> _INFORMATION GIVEN_
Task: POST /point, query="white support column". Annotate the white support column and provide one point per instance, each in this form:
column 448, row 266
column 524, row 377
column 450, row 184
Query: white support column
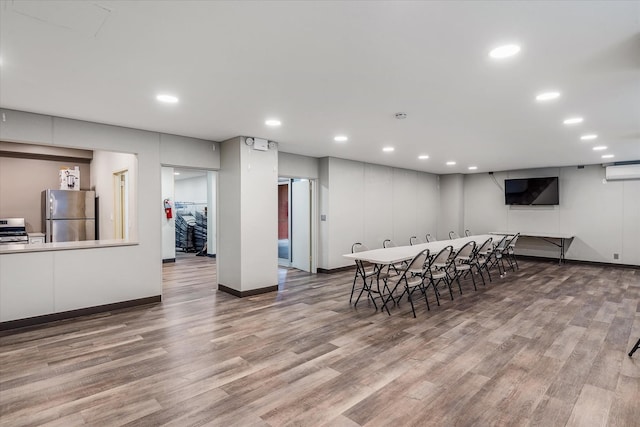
column 248, row 219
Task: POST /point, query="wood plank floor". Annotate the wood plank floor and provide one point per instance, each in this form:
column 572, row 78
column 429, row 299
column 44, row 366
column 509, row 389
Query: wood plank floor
column 544, row 346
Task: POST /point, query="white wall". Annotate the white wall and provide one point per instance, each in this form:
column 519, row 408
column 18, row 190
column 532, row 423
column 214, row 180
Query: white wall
column 604, row 216
column 451, row 211
column 296, row 166
column 103, row 166
column 82, row 278
column 370, row 203
column 181, row 151
column 168, row 225
column 212, row 216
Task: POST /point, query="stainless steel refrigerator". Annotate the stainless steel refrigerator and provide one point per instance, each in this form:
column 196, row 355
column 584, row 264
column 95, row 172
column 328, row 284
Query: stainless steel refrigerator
column 69, row 215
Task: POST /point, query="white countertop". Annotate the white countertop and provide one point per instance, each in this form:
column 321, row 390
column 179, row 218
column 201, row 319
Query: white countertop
column 64, row 246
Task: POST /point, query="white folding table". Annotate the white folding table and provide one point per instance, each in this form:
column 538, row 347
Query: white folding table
column 387, row 256
column 556, row 239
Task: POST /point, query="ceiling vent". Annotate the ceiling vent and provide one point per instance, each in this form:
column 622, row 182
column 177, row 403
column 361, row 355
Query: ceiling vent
column 615, row 173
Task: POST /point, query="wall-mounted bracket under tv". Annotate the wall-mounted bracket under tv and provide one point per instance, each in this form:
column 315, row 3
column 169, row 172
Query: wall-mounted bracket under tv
column 531, row 191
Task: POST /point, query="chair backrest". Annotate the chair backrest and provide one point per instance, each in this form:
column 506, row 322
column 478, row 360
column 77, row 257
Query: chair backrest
column 442, row 258
column 466, row 251
column 485, row 247
column 502, row 244
column 419, row 262
column 388, row 244
column 512, row 242
column 358, row 247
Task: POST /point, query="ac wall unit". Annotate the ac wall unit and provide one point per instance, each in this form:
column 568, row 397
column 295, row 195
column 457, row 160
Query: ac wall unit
column 615, row 173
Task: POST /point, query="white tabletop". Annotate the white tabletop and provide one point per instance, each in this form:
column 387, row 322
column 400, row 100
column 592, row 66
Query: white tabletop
column 535, row 234
column 403, row 253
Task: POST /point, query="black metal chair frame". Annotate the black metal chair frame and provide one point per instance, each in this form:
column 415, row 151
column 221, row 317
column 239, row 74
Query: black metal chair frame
column 413, row 278
column 482, row 258
column 443, row 268
column 467, row 261
column 635, row 347
column 510, row 252
column 398, row 267
column 497, row 253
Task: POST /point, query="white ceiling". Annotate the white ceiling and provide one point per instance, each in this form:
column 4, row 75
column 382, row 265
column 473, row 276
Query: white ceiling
column 326, row 68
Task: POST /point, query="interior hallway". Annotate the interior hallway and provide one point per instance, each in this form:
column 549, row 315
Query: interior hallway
column 544, row 346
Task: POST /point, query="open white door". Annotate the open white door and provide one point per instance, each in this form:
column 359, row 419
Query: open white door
column 301, row 224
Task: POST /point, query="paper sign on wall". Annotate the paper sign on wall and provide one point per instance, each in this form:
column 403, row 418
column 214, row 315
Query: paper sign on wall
column 70, row 178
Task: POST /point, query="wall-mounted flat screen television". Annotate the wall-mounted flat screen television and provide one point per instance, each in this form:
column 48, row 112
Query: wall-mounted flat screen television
column 531, row 191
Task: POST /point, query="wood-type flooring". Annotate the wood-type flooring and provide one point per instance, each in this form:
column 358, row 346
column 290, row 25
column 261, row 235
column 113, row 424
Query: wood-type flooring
column 544, row 346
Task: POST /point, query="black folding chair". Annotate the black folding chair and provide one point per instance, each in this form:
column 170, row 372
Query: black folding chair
column 413, row 278
column 635, row 347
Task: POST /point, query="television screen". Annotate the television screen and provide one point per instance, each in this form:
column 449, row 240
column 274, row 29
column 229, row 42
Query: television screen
column 531, row 191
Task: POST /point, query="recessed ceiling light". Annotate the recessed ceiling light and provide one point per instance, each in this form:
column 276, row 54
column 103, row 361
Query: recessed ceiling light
column 573, row 120
column 547, row 96
column 504, row 51
column 169, row 99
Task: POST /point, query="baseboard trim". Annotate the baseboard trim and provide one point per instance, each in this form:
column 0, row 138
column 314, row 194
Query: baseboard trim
column 250, row 292
column 11, row 326
column 576, row 261
column 335, row 270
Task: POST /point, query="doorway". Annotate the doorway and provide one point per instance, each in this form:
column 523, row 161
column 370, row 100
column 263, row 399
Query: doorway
column 121, row 204
column 295, row 225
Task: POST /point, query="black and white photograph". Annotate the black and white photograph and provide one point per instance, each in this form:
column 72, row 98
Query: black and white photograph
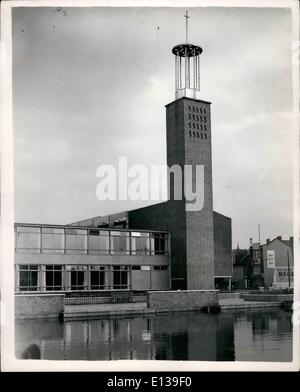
column 149, row 185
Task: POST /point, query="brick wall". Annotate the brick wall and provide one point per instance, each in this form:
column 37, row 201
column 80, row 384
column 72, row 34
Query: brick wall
column 38, row 306
column 182, row 300
column 222, row 245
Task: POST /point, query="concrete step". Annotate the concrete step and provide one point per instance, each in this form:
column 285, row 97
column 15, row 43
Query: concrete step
column 246, row 305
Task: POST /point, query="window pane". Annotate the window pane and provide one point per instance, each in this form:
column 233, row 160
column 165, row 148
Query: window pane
column 120, row 244
column 33, row 278
column 28, row 238
column 98, row 242
column 24, row 278
column 53, row 240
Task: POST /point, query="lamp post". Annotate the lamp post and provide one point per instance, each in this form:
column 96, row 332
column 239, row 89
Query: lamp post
column 289, row 277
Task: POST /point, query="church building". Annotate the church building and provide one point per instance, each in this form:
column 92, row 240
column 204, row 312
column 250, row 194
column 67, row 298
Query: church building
column 159, row 247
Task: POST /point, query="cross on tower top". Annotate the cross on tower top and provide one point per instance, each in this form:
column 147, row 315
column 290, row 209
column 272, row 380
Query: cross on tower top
column 186, row 15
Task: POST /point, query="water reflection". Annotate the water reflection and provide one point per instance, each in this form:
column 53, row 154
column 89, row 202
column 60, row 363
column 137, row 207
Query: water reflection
column 253, row 336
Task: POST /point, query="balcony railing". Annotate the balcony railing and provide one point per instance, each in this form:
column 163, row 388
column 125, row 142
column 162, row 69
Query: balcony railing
column 31, row 238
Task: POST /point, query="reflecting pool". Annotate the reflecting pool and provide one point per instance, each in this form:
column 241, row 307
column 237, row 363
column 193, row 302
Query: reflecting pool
column 247, row 336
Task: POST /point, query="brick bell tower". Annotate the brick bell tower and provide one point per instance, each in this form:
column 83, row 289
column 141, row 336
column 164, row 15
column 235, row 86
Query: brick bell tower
column 189, row 143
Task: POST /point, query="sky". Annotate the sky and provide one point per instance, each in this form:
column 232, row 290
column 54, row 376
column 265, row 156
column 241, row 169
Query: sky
column 90, row 85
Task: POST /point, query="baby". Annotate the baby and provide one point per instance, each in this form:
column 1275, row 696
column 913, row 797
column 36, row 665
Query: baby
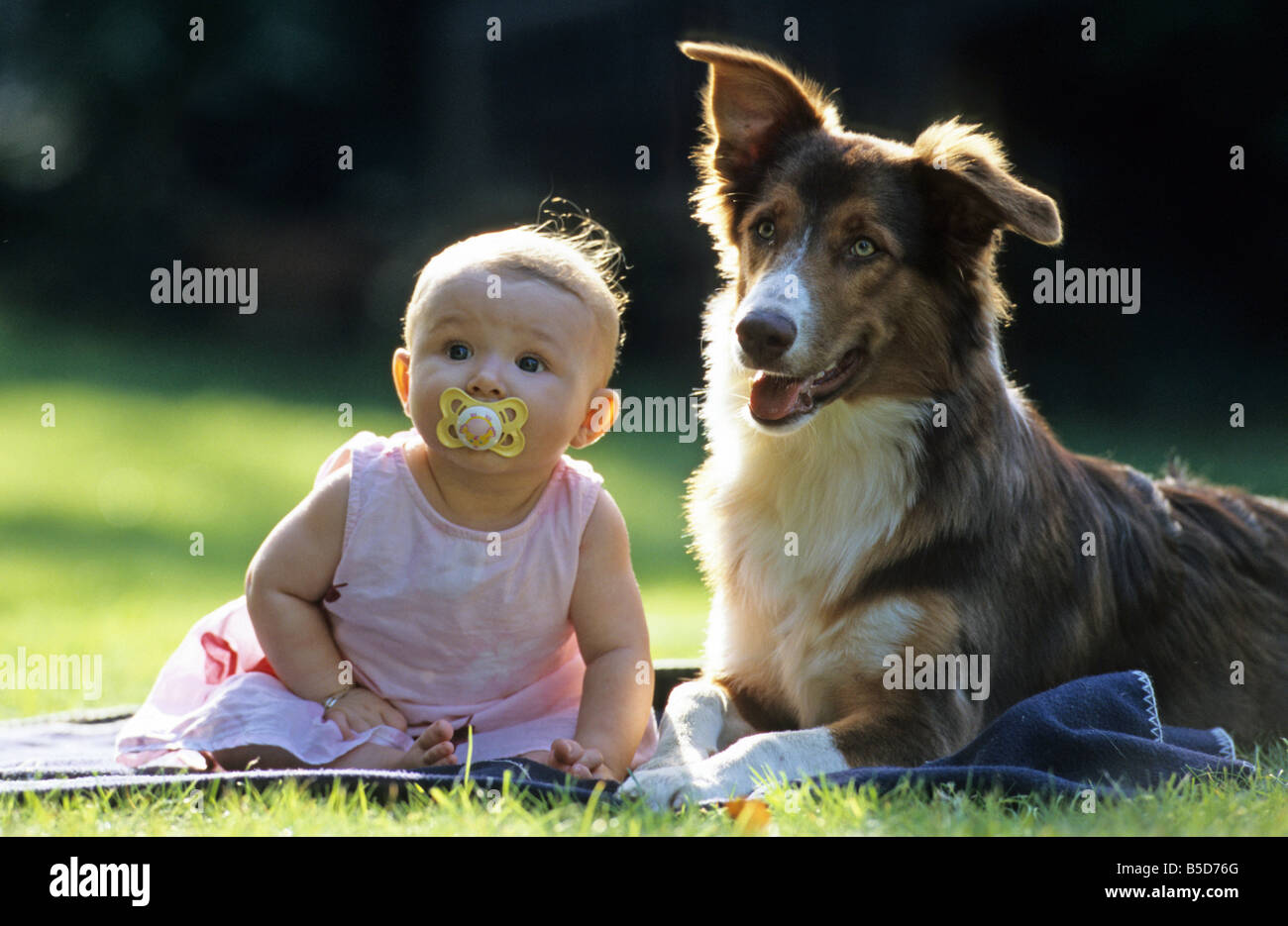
column 462, row 573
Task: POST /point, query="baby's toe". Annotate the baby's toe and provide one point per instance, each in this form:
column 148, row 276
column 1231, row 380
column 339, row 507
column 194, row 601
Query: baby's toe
column 438, row 732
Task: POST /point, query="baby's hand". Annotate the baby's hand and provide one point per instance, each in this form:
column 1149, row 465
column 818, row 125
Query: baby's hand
column 361, row 710
column 568, row 755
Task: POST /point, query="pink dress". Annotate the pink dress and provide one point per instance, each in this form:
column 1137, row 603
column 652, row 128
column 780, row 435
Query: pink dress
column 439, row 620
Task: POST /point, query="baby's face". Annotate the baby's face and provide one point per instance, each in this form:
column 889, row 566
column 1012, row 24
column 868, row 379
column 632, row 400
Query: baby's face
column 536, row 342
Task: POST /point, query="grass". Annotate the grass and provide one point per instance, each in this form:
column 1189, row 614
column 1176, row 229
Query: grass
column 153, row 445
column 1186, row 806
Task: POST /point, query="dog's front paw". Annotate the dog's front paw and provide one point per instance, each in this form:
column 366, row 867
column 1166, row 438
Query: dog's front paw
column 670, row 788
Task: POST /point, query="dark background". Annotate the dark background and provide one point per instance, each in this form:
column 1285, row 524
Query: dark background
column 223, row 154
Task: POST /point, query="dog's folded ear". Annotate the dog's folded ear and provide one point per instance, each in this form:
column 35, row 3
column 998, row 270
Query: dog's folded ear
column 751, row 106
column 973, row 175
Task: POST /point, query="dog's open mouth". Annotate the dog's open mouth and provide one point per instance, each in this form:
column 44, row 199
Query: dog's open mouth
column 780, row 398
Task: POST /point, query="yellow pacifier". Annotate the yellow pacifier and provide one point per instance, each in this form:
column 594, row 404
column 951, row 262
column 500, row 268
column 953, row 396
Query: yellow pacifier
column 482, row 425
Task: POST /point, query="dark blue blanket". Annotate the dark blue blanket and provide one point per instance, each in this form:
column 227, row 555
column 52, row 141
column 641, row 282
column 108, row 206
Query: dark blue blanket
column 1100, row 733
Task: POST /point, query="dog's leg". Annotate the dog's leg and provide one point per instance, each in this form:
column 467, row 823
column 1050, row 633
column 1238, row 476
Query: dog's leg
column 906, row 732
column 692, row 724
column 741, row 768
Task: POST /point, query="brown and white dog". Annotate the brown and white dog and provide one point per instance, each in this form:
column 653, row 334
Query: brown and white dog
column 876, row 483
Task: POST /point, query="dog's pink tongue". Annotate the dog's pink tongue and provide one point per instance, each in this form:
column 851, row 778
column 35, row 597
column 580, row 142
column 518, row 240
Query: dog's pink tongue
column 773, row 397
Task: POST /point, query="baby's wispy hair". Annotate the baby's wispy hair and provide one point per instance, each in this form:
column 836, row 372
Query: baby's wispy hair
column 565, row 248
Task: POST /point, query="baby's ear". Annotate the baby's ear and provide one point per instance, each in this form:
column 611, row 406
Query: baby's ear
column 599, row 419
column 975, row 189
column 402, row 376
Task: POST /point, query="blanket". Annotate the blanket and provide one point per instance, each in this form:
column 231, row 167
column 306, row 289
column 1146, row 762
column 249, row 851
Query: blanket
column 1100, row 733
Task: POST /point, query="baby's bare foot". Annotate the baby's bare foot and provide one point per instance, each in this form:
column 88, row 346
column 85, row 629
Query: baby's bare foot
column 432, row 747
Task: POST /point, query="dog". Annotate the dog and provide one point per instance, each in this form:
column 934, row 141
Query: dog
column 876, row 488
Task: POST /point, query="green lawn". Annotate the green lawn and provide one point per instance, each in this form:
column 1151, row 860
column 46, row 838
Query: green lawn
column 153, row 443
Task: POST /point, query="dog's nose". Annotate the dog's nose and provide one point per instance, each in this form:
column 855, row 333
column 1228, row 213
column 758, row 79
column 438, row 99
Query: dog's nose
column 765, row 335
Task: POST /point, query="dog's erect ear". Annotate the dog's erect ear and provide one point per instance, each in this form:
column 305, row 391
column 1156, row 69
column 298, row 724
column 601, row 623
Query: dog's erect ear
column 752, row 103
column 751, row 106
column 971, row 169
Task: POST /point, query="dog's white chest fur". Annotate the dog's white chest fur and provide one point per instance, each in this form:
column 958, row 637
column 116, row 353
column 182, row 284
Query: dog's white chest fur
column 785, row 523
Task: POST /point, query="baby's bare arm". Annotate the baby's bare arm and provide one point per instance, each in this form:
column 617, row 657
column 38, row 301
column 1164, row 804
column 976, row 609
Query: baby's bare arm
column 612, row 633
column 286, row 581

> _TASK TO CARRY OUT_
Rewrite the rows starting at the line that contains "the baby and" and ending at the line that contains "column 1186, row 806", swapping "pink dress" for "pink romper" and leaving everything else unchanged. Leave the pictures out of your answer.

> _FULL RESPONSE_
Task: POST /point, query="baby". Annotate the baby and provide one point per instance, each in this form:
column 1275, row 696
column 913, row 797
column 36, row 665
Query: baby
column 462, row 573
Task: POST /point, query="baby's toe". Annotate the baby's toe and provide one point per instance, each in this form:
column 148, row 276
column 1231, row 380
column 339, row 507
column 194, row 601
Query: baby's toe
column 438, row 732
Task: POST /point, query="baby's hand". Annotate the baby's hand and provide one point per instance, each in this form:
column 1149, row 465
column 818, row 125
Query: baby's hand
column 361, row 710
column 568, row 755
Task: POST /point, query="pink romper". Annotate the pink romper and provide one point per instance, each in this form:
column 1137, row 603
column 652, row 128
column 780, row 435
Query: pink romper
column 439, row 620
Task: POST /point, query="baby's face". Annotate the baby's face and provide one point per instance, each in this form:
column 889, row 566
column 1012, row 24
column 868, row 379
column 632, row 400
Query: baby's face
column 536, row 342
Task: POST /point, query="grass". Annotate the grass and provide one point per instance, each in this form:
column 1189, row 614
column 1176, row 229
Query: grass
column 153, row 445
column 1186, row 806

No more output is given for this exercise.